During the keynote lunch of the China Day special program at the 2012 BIO International Convention, David W. Beier, senior vice president at Amgen and former chief domestic policy advisor to Vice President Al Gore, outlined the 5 keys to making biotech flourish in China.

1. Investment in Research and Development (R&D)

“The Chinese government has, as part of the 5-year plan, put its stamp of approval on 5 industries: biotechnology… is one of those,” Beier said. “Those 7 industries together are targeted with $600 billion, with a ‘B,’ worth of investment in the 5-year timeframe. A substantial part of the investment is going to be in biology.”

2. Investment in a Science-Based Regulatory Environment

“The Chinese FDA needs to have its standards as harmonized as possible with international standards,” Beier explained. “The decision-making has to be made on sound science and it has to be quite transparent and predictable.”

3. A Visible Intellectual Property System

“China has made steps along that road, especially after being accepted in to the World Trade Organization and its intellectual property standards,” Beier said. “I think it’s not a surprise many Chinese government officials have also said, however, much, much work is necessary…”

4. Will There be a Reward for Innovation?

“Will there be a reward, at the end of the day, for creating a product for a serious unmet medical need?” Beier asked. “Countries across the world have struggled with this. It’s an issue in the United States. It’s an issue in Western Europe and most other countries. I hope the Chinese people expect, from their government, payment for innovation.”

5. Access to Capital

“In an appropriate and typically Chinese way, that access to capital is going to come from a variety of sources,” Beier explained. “I believe there is a profound opportunity for multinational companies… to work with and partner with Chinese colleagues.”
────────────────────
Task requirements.
[a] In the Beier keynote text, what position did David W. Beier hold at Amgen?
[b] Please say whether each statement agrees with the Beier keynote text, answering yes or no and quoting the deciding words. (i) Beier said decisions by the Chinese FDA should rest on sound science. (ii) Beier described payment for innovation as a problem unique to China. (iii) Beier expected access to capital in China to come from a single source.
────────────────────
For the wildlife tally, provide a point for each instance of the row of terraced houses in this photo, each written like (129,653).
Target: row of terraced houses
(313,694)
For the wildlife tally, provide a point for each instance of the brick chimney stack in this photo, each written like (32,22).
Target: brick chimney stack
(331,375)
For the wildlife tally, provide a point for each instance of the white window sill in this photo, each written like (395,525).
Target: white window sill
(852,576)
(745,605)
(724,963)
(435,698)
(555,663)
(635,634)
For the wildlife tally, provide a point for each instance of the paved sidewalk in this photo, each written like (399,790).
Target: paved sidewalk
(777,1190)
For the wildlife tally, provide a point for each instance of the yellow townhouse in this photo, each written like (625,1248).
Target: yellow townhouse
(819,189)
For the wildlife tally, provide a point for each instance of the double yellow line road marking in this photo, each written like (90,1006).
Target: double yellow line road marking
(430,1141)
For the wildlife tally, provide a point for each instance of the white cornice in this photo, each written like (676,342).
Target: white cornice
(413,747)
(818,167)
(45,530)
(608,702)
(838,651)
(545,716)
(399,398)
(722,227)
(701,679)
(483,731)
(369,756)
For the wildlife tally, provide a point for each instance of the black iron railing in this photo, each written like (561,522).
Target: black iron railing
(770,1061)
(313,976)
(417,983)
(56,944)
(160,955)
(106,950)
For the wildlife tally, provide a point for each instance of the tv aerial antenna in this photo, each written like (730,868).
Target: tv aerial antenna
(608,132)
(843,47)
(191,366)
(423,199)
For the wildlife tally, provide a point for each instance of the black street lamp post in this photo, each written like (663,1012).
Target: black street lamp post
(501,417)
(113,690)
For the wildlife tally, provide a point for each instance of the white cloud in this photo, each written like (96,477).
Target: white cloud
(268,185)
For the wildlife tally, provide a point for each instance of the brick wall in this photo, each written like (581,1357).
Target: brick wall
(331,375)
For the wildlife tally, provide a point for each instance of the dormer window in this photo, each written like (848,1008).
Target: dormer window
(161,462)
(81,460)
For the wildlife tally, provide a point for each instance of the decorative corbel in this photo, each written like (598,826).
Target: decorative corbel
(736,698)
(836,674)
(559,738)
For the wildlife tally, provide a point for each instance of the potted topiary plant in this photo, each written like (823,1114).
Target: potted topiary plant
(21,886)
────────────────────
Task-by-task outputs.
[a] Senior vice president

[b]
(i) Yes: "The decision-making has to be made on sound science"
(ii) No: "It’s an issue in the United States. It’s an issue in Western Europe and most other countries."
(iii) No: "that access to capital is going to come from a variety of sources"